## [引文]
---+---
背景:我们常用 HashMap 作为我们Java开发时的 K-V 数据存储结构(如 id-person,这个 ID 对应这个人)。我们知道他们的数据结构么,它的 Hash 值是什么意义。Hash 冲突是怎么解决的。我们带着这 2 个问题将 HashMap 做个整体剖析。(其实还有一个问题是,它怎么进行动态扩容的)
一、HashMap 的数据结构是什么。
下面是 HashMap 中的源码。其实 HashMap 的本质是 Node 数组;K-V 结构对应的基础数据结构就是以下源码
transient HashMap.Node<K, V>[] table; static class Node<K,V> implements Map.Entry<K,V> { //Hash 值 final int hash; //Key 值 final K key; //Value 值 V value; //当前 Node 对应的下个 Node(用于解决 Hash 冲突;稍后讲解) Node<K,V> next; Node(int hash, K key, V value, Node<K,V> next) { this.hash = hash; this.key = key; this.value = value; this.next = next; } public final int hashCode() { return Objects.hashCode(key) ^ Objects.hashCode(value); } }
根据上面代码我们知悉,HashMap 中基本的数据结构是 Node。
Map persons = new HashMap<String,String>(); //put 方法会新建一个 Node //hash=k.hashCode() ^ k >>> 16 ; hash 是数组所在位置 //K="1",V="jack";next=null;(无 Hash 冲突情况) persons.put("1","jack"); persons.put("2","john");
上述的 Node 数据结构中的 hash 值的意义是将 Node 均匀的放置在数组[]中。获得 hash 值后使用在 table[(n – 1) & hash] 位置置值。
---+---
## [数据内容]
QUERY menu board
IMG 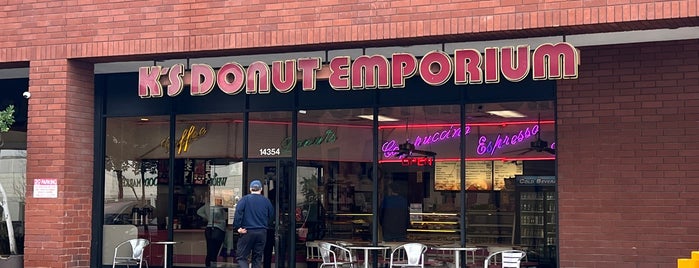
---+---
## [练习 1]
判断以下三项说法是否与上面关于 HashMap 的引文相符,逐项回答"是"或"否",并原样引用引文中起决定作用的文字。
(a) HashMap 的本质是 Node 数组。
(b) Node 中的 next 用于实现动态扩容。
(c) hash 值的意义是把 Node 均匀地放置在数组中。
## [练习 2]
改写上面关于 HashMap 的引文,从"背景:我们常用 HashMap 作为我们Java开发时的"起,直到"一、HashMap 的数据结构是什么。"为止(含这两处),其中的"K-V"一律换成"键值"。

## [参考答案 1]
(a) 是。"其实 HashMap 的本质是 Node 数组"
(b) 否。"当前 Node 对应的下个 Node(用于解决 Hash 冲突;稍后讲解)"
(c) 是。"hash 值的意义是将 Node 均匀的放置在数组[]中"

## [参考答案 2]
背景:我们常用 HashMap 作为我们Java开发时的 键值 数据存储结构(如 id-person,这个 ID 对应这个人)。我们知道他们的数据结构么,它的 Hash 值是什么意义。Hash 冲突是怎么解决的。我们带着这 2 个问题将 HashMap 做个整体剖析。(其实还有一个问题是,它怎么进行动态扩容的)
一、HashMap 的数据结构是什么。